>> START

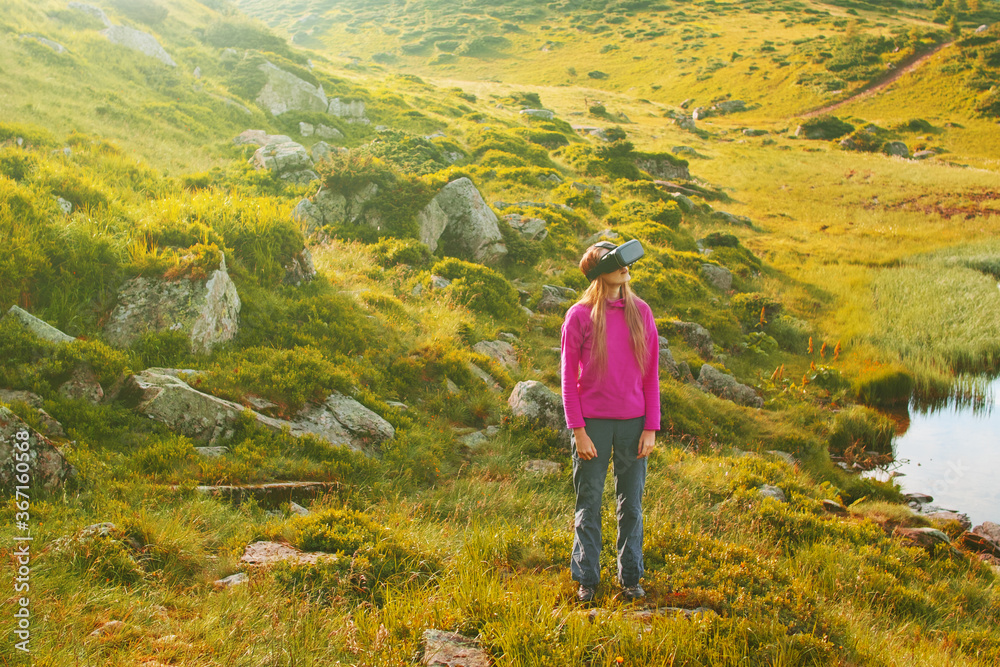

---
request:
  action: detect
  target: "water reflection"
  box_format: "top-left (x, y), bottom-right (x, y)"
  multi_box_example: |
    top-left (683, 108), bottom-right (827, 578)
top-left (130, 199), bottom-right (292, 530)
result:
top-left (891, 378), bottom-right (1000, 525)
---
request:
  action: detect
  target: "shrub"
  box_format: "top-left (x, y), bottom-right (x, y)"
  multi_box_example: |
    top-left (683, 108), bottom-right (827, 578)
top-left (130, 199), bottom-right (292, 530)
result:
top-left (431, 257), bottom-right (520, 320)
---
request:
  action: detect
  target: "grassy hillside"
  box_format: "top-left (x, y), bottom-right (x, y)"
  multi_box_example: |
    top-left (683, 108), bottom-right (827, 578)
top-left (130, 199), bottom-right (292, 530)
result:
top-left (0, 0), bottom-right (1000, 665)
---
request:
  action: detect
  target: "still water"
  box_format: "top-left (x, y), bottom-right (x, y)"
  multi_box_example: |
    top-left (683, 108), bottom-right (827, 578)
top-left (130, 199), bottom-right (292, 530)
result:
top-left (895, 379), bottom-right (1000, 526)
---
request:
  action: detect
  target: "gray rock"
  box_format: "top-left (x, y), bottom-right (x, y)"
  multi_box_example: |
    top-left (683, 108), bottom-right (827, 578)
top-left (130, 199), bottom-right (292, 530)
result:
top-left (326, 97), bottom-right (371, 125)
top-left (316, 123), bottom-right (344, 139)
top-left (503, 213), bottom-right (549, 241)
top-left (882, 141), bottom-right (910, 157)
top-left (0, 406), bottom-right (74, 497)
top-left (284, 247), bottom-right (316, 285)
top-left (520, 109), bottom-right (556, 120)
top-left (3, 306), bottom-right (76, 343)
top-left (417, 177), bottom-right (507, 264)
top-left (472, 340), bottom-right (521, 371)
top-left (507, 380), bottom-right (570, 449)
top-left (250, 141), bottom-right (313, 178)
top-left (701, 264), bottom-right (733, 292)
top-left (59, 364), bottom-right (104, 405)
top-left (536, 285), bottom-right (576, 313)
top-left (524, 459), bottom-right (562, 475)
top-left (757, 484), bottom-right (788, 503)
top-left (20, 34), bottom-right (66, 53)
top-left (257, 62), bottom-right (329, 116)
top-left (671, 320), bottom-right (715, 361)
top-left (698, 364), bottom-right (764, 408)
top-left (104, 257), bottom-right (240, 354)
top-left (635, 158), bottom-right (691, 181)
top-left (420, 630), bottom-right (492, 667)
top-left (67, 2), bottom-right (111, 28)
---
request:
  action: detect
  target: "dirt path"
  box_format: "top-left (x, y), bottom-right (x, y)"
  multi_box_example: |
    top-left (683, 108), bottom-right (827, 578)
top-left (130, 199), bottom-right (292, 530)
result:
top-left (802, 42), bottom-right (954, 118)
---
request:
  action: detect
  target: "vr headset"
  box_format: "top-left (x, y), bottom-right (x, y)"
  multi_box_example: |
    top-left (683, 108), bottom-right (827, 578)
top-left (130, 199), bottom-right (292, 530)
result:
top-left (586, 239), bottom-right (645, 280)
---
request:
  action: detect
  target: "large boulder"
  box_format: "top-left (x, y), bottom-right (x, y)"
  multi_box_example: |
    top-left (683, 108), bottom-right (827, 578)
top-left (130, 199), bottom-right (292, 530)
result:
top-left (104, 257), bottom-right (240, 354)
top-left (257, 62), bottom-right (330, 116)
top-left (250, 141), bottom-right (319, 184)
top-left (417, 177), bottom-right (507, 263)
top-left (507, 380), bottom-right (570, 447)
top-left (3, 306), bottom-right (76, 343)
top-left (101, 25), bottom-right (177, 67)
top-left (698, 364), bottom-right (764, 408)
top-left (0, 406), bottom-right (73, 498)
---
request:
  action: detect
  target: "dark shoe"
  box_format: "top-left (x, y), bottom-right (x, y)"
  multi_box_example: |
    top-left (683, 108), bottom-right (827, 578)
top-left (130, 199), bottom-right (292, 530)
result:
top-left (622, 584), bottom-right (646, 600)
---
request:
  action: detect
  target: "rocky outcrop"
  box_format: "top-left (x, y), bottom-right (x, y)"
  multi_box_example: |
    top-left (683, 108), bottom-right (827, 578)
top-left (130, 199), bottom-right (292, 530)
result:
top-left (472, 340), bottom-right (521, 371)
top-left (257, 62), bottom-right (330, 116)
top-left (3, 306), bottom-right (76, 343)
top-left (0, 406), bottom-right (73, 497)
top-left (101, 25), bottom-right (177, 67)
top-left (250, 141), bottom-right (319, 185)
top-left (417, 177), bottom-right (507, 264)
top-left (104, 257), bottom-right (240, 354)
top-left (698, 364), bottom-right (764, 408)
top-left (507, 380), bottom-right (570, 447)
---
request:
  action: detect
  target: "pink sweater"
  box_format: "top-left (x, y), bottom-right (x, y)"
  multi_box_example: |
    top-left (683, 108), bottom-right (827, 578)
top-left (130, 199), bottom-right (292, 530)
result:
top-left (562, 299), bottom-right (660, 431)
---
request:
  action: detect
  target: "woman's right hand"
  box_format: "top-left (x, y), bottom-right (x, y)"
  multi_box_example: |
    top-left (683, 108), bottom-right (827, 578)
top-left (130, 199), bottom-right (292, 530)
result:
top-left (573, 426), bottom-right (597, 461)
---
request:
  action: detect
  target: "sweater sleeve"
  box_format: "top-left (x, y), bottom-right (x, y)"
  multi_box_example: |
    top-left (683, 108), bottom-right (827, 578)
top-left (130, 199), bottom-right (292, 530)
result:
top-left (642, 306), bottom-right (660, 431)
top-left (560, 308), bottom-right (586, 429)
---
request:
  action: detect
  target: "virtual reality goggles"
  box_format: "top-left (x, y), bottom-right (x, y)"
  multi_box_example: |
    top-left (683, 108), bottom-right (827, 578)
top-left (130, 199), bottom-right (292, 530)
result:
top-left (587, 239), bottom-right (645, 280)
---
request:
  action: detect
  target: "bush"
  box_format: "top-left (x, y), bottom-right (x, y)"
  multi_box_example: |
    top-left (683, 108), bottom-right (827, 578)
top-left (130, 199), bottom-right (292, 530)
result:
top-left (431, 257), bottom-right (520, 320)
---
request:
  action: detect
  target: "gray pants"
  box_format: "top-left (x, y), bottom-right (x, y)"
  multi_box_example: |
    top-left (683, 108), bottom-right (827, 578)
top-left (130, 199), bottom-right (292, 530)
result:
top-left (570, 417), bottom-right (647, 587)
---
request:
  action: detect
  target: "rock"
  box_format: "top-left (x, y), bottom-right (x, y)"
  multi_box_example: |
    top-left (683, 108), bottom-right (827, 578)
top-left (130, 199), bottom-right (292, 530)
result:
top-left (101, 25), bottom-right (177, 67)
top-left (503, 213), bottom-right (549, 241)
top-left (59, 364), bottom-right (104, 405)
top-left (20, 34), bottom-right (66, 53)
top-left (507, 380), bottom-right (570, 448)
top-left (520, 109), bottom-right (556, 120)
top-left (250, 141), bottom-right (313, 178)
top-left (212, 572), bottom-right (250, 589)
top-left (472, 340), bottom-right (521, 371)
top-left (417, 177), bottom-right (507, 263)
top-left (283, 247), bottom-right (316, 285)
top-left (882, 141), bottom-right (910, 157)
top-left (524, 459), bottom-right (562, 475)
top-left (194, 447), bottom-right (229, 459)
top-left (757, 484), bottom-right (788, 503)
top-left (671, 320), bottom-right (715, 361)
top-left (291, 391), bottom-right (396, 451)
top-left (316, 123), bottom-right (344, 139)
top-left (701, 264), bottom-right (733, 292)
top-left (257, 62), bottom-right (330, 116)
top-left (420, 630), bottom-right (492, 667)
top-left (3, 306), bottom-right (76, 343)
top-left (67, 2), bottom-right (111, 28)
top-left (536, 285), bottom-right (576, 313)
top-left (972, 521), bottom-right (1000, 544)
top-left (924, 512), bottom-right (972, 530)
top-left (240, 541), bottom-right (337, 567)
top-left (0, 406), bottom-right (74, 491)
top-left (104, 256), bottom-right (241, 354)
top-left (635, 157), bottom-right (691, 180)
top-left (711, 211), bottom-right (752, 227)
top-left (893, 526), bottom-right (951, 554)
top-left (90, 621), bottom-right (125, 637)
top-left (698, 364), bottom-right (764, 408)
top-left (327, 97), bottom-right (371, 125)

>> END

**AIM:** Collect every line above that contains the string "sweater", and treat uppercase and lowercase as different.

**SOLUTION BELOW:**
  target: "pink sweater"
  target: "sweater sleeve"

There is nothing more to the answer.